* BEGIN DATA IN THIS EXERCISE *

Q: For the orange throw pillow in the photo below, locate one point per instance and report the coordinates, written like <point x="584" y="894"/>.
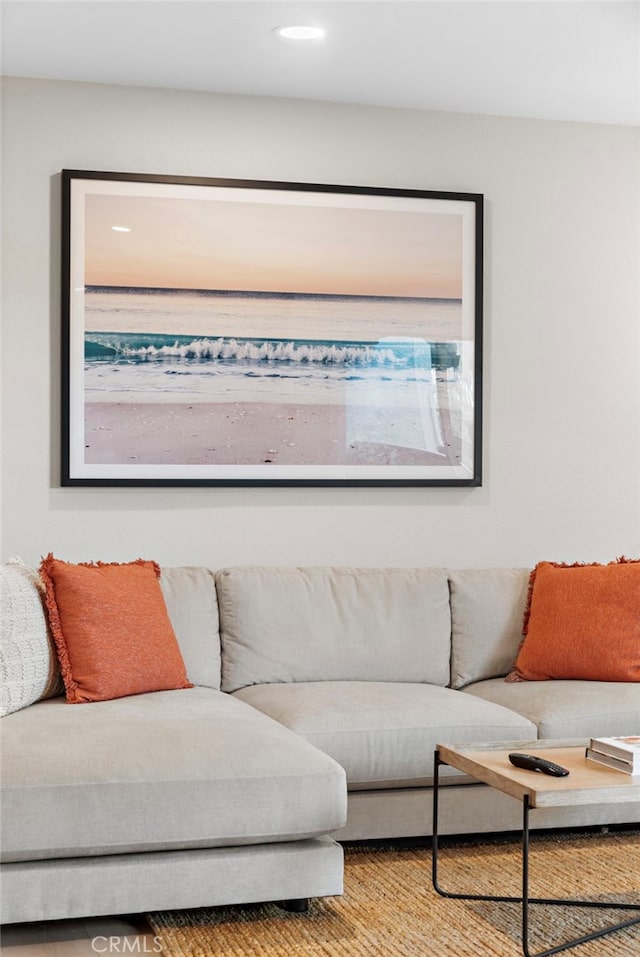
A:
<point x="112" y="629"/>
<point x="582" y="622"/>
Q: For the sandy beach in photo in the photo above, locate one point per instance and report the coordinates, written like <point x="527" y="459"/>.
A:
<point x="241" y="433"/>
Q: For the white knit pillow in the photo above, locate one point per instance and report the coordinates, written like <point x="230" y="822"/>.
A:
<point x="28" y="664"/>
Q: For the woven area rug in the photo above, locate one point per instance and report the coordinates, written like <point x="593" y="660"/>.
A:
<point x="389" y="908"/>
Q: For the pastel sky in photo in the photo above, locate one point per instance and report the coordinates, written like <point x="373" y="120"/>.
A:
<point x="271" y="246"/>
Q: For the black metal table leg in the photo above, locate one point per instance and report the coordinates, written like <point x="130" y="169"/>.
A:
<point x="524" y="900"/>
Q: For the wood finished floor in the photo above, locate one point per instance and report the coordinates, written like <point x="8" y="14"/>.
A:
<point x="77" y="938"/>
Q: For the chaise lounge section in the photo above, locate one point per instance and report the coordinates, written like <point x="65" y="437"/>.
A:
<point x="319" y="697"/>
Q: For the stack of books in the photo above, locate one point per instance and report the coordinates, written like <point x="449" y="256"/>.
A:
<point x="623" y="754"/>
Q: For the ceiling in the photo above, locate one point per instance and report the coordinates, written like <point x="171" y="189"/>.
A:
<point x="552" y="59"/>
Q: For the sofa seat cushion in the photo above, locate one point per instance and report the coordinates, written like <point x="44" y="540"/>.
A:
<point x="333" y="624"/>
<point x="159" y="771"/>
<point x="567" y="709"/>
<point x="384" y="733"/>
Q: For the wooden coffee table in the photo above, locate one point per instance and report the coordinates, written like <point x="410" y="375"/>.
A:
<point x="587" y="783"/>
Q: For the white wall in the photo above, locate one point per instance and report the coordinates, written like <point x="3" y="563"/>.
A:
<point x="562" y="329"/>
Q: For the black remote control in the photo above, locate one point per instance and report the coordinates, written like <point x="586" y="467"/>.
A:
<point x="532" y="763"/>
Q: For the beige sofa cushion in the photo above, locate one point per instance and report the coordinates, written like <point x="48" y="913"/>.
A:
<point x="487" y="610"/>
<point x="29" y="667"/>
<point x="333" y="624"/>
<point x="568" y="709"/>
<point x="383" y="733"/>
<point x="191" y="600"/>
<point x="159" y="771"/>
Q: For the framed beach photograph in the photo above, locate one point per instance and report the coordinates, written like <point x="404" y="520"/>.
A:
<point x="241" y="332"/>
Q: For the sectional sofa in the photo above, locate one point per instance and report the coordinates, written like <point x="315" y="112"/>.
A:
<point x="319" y="696"/>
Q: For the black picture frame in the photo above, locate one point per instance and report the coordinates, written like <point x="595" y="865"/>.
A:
<point x="230" y="332"/>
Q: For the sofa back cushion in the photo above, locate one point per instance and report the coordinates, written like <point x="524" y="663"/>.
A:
<point x="333" y="624"/>
<point x="190" y="597"/>
<point x="487" y="612"/>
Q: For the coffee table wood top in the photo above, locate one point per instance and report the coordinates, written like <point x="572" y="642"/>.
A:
<point x="586" y="783"/>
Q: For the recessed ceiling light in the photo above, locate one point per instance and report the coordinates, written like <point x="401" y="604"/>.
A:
<point x="301" y="33"/>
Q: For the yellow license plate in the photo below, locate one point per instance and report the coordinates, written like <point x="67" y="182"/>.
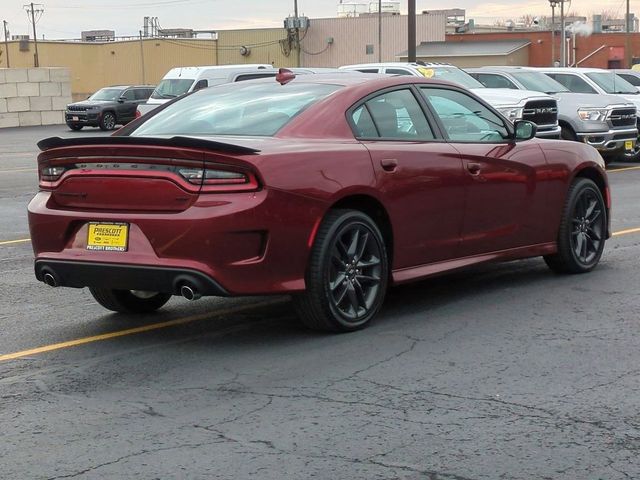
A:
<point x="112" y="237"/>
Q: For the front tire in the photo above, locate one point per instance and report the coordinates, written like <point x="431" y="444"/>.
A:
<point x="129" y="301"/>
<point x="107" y="121"/>
<point x="583" y="230"/>
<point x="347" y="274"/>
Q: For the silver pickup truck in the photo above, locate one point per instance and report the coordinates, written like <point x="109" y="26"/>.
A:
<point x="606" y="122"/>
<point x="536" y="107"/>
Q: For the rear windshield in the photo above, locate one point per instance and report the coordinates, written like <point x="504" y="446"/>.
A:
<point x="451" y="74"/>
<point x="107" y="94"/>
<point x="539" y="82"/>
<point x="612" y="83"/>
<point x="172" y="87"/>
<point x="245" y="108"/>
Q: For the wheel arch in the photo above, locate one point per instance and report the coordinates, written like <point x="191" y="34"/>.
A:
<point x="376" y="210"/>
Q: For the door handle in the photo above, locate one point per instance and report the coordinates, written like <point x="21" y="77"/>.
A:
<point x="474" y="168"/>
<point x="389" y="164"/>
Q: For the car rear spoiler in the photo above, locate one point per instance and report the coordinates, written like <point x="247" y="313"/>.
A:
<point x="186" y="142"/>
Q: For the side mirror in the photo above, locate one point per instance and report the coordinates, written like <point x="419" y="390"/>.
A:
<point x="525" y="130"/>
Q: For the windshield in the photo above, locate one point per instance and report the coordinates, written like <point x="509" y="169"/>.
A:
<point x="172" y="87"/>
<point x="107" y="94"/>
<point x="612" y="83"/>
<point x="451" y="74"/>
<point x="235" y="109"/>
<point x="539" y="82"/>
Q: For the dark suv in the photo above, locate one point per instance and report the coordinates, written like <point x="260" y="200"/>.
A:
<point x="108" y="107"/>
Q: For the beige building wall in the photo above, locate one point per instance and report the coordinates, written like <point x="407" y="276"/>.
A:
<point x="96" y="65"/>
<point x="350" y="37"/>
<point x="265" y="45"/>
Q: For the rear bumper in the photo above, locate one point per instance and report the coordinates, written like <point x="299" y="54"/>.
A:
<point x="126" y="277"/>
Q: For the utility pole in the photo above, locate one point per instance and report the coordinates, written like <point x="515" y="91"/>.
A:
<point x="31" y="11"/>
<point x="380" y="31"/>
<point x="411" y="30"/>
<point x="563" y="41"/>
<point x="627" y="38"/>
<point x="297" y="25"/>
<point x="6" y="42"/>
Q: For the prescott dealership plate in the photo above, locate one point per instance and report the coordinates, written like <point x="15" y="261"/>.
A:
<point x="108" y="236"/>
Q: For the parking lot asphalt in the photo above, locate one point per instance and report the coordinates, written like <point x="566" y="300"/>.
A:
<point x="505" y="371"/>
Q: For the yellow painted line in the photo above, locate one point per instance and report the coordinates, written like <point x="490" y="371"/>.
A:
<point x="13" y="170"/>
<point x="626" y="232"/>
<point x="9" y="242"/>
<point x="133" y="331"/>
<point x="623" y="169"/>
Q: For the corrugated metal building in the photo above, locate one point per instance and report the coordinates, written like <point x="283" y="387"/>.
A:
<point x="331" y="42"/>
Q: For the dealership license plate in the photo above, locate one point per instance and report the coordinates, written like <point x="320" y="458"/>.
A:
<point x="111" y="237"/>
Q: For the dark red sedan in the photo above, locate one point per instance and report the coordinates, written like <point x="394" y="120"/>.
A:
<point x="328" y="187"/>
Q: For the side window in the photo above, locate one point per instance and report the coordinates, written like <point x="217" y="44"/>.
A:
<point x="392" y="115"/>
<point x="201" y="84"/>
<point x="491" y="80"/>
<point x="464" y="118"/>
<point x="397" y="71"/>
<point x="129" y="95"/>
<point x="141" y="93"/>
<point x="572" y="82"/>
<point x="632" y="79"/>
<point x="251" y="76"/>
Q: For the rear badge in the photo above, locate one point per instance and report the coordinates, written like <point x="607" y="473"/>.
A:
<point x="108" y="237"/>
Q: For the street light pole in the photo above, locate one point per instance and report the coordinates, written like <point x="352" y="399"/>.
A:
<point x="411" y="38"/>
<point x="6" y="42"/>
<point x="563" y="43"/>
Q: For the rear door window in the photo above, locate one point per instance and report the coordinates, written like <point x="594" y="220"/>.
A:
<point x="573" y="82"/>
<point x="464" y="118"/>
<point x="394" y="115"/>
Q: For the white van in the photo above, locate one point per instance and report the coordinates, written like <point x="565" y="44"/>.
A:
<point x="181" y="80"/>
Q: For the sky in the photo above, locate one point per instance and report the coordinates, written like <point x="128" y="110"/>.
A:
<point x="66" y="18"/>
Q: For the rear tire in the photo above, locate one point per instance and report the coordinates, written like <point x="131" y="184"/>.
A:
<point x="347" y="274"/>
<point x="107" y="121"/>
<point x="129" y="301"/>
<point x="583" y="230"/>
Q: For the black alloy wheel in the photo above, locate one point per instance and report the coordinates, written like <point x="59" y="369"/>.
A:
<point x="108" y="121"/>
<point x="583" y="230"/>
<point x="347" y="275"/>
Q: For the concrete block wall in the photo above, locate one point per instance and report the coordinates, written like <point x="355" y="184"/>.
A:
<point x="33" y="96"/>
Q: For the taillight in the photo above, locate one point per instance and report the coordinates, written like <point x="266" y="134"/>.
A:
<point x="51" y="174"/>
<point x="218" y="180"/>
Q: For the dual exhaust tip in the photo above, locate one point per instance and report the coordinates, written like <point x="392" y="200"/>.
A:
<point x="187" y="291"/>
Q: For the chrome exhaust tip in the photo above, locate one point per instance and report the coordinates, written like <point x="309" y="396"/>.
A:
<point x="50" y="280"/>
<point x="189" y="293"/>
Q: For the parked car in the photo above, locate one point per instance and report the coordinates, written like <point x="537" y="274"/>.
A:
<point x="107" y="107"/>
<point x="181" y="80"/>
<point x="631" y="76"/>
<point x="528" y="105"/>
<point x="598" y="120"/>
<point x="326" y="187"/>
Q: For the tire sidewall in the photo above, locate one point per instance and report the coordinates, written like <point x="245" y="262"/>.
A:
<point x="351" y="218"/>
<point x="583" y="186"/>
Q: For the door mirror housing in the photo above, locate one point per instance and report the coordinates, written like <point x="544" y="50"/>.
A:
<point x="524" y="130"/>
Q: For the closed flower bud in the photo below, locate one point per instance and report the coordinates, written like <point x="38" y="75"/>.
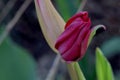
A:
<point x="73" y="42"/>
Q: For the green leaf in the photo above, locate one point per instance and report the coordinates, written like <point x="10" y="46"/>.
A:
<point x="67" y="7"/>
<point x="15" y="63"/>
<point x="111" y="47"/>
<point x="103" y="68"/>
<point x="75" y="71"/>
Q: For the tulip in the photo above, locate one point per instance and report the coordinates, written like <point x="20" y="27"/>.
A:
<point x="73" y="42"/>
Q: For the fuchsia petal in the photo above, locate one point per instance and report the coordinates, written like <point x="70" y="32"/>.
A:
<point x="72" y="43"/>
<point x="77" y="16"/>
<point x="75" y="49"/>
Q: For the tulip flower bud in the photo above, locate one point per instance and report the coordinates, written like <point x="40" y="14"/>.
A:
<point x="73" y="42"/>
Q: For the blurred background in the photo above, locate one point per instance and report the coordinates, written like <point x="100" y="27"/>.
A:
<point x="24" y="53"/>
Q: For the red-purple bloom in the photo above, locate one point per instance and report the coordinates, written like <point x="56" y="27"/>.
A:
<point x="73" y="42"/>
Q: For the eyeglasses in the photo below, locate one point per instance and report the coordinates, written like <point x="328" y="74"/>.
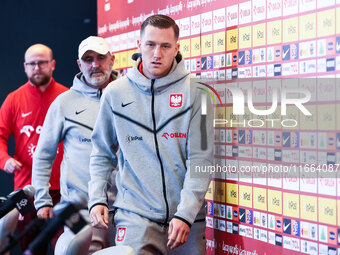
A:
<point x="41" y="64"/>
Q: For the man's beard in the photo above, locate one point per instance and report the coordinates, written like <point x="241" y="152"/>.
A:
<point x="97" y="81"/>
<point x="42" y="81"/>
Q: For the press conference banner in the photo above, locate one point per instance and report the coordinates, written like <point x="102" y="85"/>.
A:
<point x="276" y="185"/>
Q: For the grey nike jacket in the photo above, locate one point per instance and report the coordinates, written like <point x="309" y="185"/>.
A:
<point x="157" y="126"/>
<point x="70" y="119"/>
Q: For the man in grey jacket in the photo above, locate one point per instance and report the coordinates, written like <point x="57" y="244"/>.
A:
<point x="154" y="114"/>
<point x="70" y="119"/>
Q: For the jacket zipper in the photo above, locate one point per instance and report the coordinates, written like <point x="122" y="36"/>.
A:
<point x="157" y="150"/>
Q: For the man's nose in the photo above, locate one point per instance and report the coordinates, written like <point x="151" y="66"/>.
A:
<point x="157" y="52"/>
<point x="95" y="63"/>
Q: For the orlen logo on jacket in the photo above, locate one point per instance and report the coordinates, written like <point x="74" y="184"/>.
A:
<point x="174" y="135"/>
<point x="176" y="100"/>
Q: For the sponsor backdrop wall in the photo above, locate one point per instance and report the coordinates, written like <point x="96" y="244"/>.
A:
<point x="257" y="44"/>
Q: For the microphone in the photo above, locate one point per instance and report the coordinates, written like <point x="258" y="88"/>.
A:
<point x="31" y="228"/>
<point x="18" y="199"/>
<point x="68" y="216"/>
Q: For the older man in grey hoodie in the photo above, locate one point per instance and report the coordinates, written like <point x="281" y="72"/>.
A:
<point x="70" y="120"/>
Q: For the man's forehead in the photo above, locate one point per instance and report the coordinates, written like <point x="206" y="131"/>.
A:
<point x="156" y="32"/>
<point x="37" y="55"/>
<point x="91" y="53"/>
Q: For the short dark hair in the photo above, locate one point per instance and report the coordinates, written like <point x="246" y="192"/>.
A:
<point x="160" y="21"/>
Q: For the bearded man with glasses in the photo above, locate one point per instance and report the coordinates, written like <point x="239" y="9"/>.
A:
<point x="22" y="114"/>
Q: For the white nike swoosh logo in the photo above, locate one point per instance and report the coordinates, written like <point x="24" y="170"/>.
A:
<point x="25" y="114"/>
<point x="285" y="227"/>
<point x="285" y="140"/>
<point x="284" y="54"/>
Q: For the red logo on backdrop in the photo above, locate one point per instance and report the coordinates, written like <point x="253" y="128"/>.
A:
<point x="176" y="100"/>
<point x="121" y="234"/>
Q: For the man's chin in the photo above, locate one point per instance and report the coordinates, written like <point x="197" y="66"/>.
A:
<point x="40" y="82"/>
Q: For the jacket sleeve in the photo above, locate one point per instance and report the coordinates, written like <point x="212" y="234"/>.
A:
<point x="45" y="154"/>
<point x="6" y="129"/>
<point x="196" y="183"/>
<point x="103" y="157"/>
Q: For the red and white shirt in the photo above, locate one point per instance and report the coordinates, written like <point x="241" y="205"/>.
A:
<point x="22" y="114"/>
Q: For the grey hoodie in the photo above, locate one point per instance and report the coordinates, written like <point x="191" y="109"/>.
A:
<point x="154" y="130"/>
<point x="70" y="119"/>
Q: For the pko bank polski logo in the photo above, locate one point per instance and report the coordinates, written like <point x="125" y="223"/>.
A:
<point x="280" y="107"/>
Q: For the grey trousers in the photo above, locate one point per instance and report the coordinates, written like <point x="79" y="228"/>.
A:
<point x="148" y="238"/>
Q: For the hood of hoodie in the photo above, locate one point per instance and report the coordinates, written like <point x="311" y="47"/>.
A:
<point x="177" y="73"/>
<point x="81" y="87"/>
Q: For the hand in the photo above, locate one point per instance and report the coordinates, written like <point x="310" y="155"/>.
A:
<point x="12" y="165"/>
<point x="99" y="216"/>
<point x="178" y="233"/>
<point x="45" y="213"/>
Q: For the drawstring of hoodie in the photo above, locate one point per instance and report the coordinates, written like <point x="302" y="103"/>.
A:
<point x="99" y="93"/>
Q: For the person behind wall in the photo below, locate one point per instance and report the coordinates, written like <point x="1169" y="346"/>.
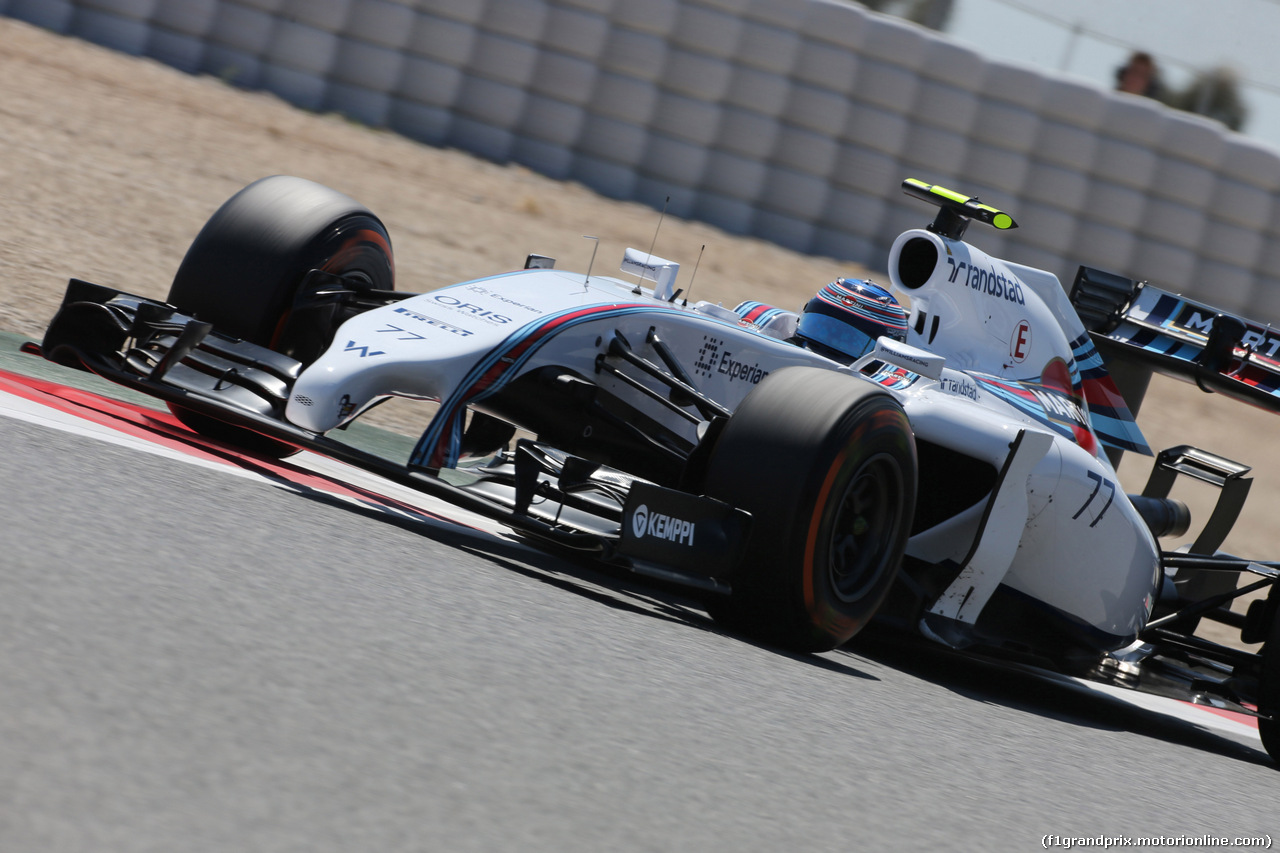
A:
<point x="1141" y="76"/>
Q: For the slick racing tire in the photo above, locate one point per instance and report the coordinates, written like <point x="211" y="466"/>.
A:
<point x="246" y="267"/>
<point x="826" y="465"/>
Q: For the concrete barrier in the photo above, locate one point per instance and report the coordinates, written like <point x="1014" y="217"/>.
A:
<point x="789" y="119"/>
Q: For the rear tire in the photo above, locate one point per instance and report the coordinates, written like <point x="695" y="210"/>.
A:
<point x="826" y="465"/>
<point x="246" y="265"/>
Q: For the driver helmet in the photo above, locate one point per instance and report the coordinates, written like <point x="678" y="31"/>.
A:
<point x="846" y="316"/>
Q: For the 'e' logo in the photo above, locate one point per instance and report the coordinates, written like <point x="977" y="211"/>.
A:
<point x="1022" y="342"/>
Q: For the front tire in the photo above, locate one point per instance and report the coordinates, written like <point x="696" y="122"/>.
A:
<point x="826" y="465"/>
<point x="246" y="267"/>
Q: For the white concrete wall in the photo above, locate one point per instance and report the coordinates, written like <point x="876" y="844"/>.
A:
<point x="790" y="119"/>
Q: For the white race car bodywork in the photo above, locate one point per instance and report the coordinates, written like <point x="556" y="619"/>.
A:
<point x="988" y="359"/>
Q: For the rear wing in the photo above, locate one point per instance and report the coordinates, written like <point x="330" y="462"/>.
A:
<point x="1141" y="329"/>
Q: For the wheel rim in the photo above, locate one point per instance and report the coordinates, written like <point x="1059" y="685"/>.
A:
<point x="864" y="528"/>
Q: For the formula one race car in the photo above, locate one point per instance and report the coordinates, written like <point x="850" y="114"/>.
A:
<point x="947" y="468"/>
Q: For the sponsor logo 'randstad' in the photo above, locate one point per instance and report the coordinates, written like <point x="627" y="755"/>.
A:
<point x="661" y="527"/>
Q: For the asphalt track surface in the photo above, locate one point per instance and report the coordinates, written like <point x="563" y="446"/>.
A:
<point x="197" y="661"/>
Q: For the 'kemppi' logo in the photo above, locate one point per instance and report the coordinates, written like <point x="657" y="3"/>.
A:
<point x="661" y="527"/>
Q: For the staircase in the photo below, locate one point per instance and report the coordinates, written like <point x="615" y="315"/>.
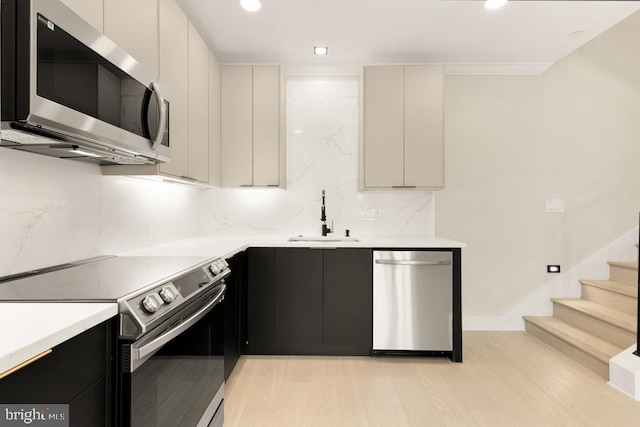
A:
<point x="598" y="325"/>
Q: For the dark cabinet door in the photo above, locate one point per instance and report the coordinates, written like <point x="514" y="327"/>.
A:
<point x="259" y="318"/>
<point x="298" y="300"/>
<point x="232" y="312"/>
<point x="348" y="301"/>
<point x="78" y="372"/>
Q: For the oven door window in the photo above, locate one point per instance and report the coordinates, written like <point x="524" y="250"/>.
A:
<point x="178" y="383"/>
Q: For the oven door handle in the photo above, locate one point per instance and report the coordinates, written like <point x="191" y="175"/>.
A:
<point x="161" y="340"/>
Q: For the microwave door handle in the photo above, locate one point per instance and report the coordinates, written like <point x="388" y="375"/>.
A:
<point x="413" y="262"/>
<point x="163" y="116"/>
<point x="153" y="346"/>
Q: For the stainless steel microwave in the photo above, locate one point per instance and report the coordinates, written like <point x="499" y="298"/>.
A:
<point x="68" y="91"/>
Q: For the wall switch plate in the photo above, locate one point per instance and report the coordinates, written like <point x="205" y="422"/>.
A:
<point x="555" y="205"/>
<point x="553" y="269"/>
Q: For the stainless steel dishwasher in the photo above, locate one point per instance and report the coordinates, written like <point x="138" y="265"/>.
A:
<point x="412" y="302"/>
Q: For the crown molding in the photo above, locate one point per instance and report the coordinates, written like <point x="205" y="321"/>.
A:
<point x="501" y="69"/>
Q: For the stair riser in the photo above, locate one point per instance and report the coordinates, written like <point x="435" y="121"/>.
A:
<point x="623" y="274"/>
<point x="571" y="351"/>
<point x="604" y="330"/>
<point x="614" y="300"/>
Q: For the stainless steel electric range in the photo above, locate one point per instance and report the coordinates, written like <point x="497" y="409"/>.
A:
<point x="170" y="330"/>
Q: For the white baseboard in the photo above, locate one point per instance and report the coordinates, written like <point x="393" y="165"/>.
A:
<point x="624" y="373"/>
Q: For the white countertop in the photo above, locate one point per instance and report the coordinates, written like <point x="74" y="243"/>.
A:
<point x="28" y="329"/>
<point x="227" y="246"/>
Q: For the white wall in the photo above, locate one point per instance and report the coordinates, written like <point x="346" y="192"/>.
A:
<point x="322" y="153"/>
<point x="513" y="142"/>
<point x="54" y="211"/>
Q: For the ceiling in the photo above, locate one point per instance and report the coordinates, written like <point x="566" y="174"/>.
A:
<point x="526" y="34"/>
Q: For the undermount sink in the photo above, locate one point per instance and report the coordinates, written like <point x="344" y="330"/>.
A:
<point x="301" y="238"/>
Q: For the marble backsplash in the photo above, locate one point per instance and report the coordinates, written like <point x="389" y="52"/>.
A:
<point x="54" y="211"/>
<point x="322" y="153"/>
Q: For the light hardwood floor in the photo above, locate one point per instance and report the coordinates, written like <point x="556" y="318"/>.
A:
<point x="507" y="379"/>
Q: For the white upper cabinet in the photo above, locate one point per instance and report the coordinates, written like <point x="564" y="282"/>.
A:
<point x="214" y="121"/>
<point x="90" y="10"/>
<point x="236" y="126"/>
<point x="252" y="148"/>
<point x="198" y="107"/>
<point x="133" y="25"/>
<point x="266" y="126"/>
<point x="403" y="144"/>
<point x="174" y="73"/>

* END DATA IN THIS EXERCISE *

DESCRIPTION OF THE TASK: Exact repetition is required for the lines from the one that contains "Q: For the stair riser" through the final line; leave out everything else.

RESULT FOR THIS TASK:
Q: For the stair riser in the photo above, locate one point per instance and report the coordinates, written like <point x="435" y="121"/>.
A:
<point x="623" y="274"/>
<point x="571" y="351"/>
<point x="604" y="330"/>
<point x="614" y="300"/>
Q: For the stainless steel electric range in the photo above, locate one point per instance and report the coordinates, written like <point x="497" y="409"/>.
A:
<point x="170" y="330"/>
Q: For the white baseboard in the photo above, locate one point per instance and report the coordinates, written like <point x="393" y="165"/>.
A:
<point x="624" y="373"/>
Q: For the white countertop in the photo above, locate one point per instance and report the coordinates, written like <point x="74" y="243"/>.
A:
<point x="28" y="329"/>
<point x="227" y="246"/>
Q: For the white wall in the photo above, locate one point per instance and report the coordinates, written like <point x="346" y="192"/>.
A:
<point x="322" y="153"/>
<point x="513" y="142"/>
<point x="54" y="211"/>
Q: For the ceiling in the photo above, locate one point per instance and report the coordinates, written like <point x="566" y="174"/>.
A:
<point x="526" y="34"/>
Q: For the undermount sink in the photo above, locate one point per instance and report the coordinates, written like <point x="344" y="330"/>.
A:
<point x="301" y="238"/>
Q: For the marble backsplash in the photo above, locate one point per instance and report the coordinates, written like <point x="389" y="52"/>.
A:
<point x="54" y="211"/>
<point x="322" y="153"/>
Q: For the light hardwood floor in the photo above, locate one point per instance and report the coordinates, written like <point x="556" y="318"/>.
A:
<point x="507" y="379"/>
Q: For the white upper cabinet in the photo above, locate one point per instance and report the coordinates, written like <point x="564" y="282"/>.
A:
<point x="214" y="121"/>
<point x="90" y="10"/>
<point x="236" y="126"/>
<point x="252" y="148"/>
<point x="198" y="107"/>
<point x="133" y="25"/>
<point x="266" y="126"/>
<point x="403" y="144"/>
<point x="174" y="73"/>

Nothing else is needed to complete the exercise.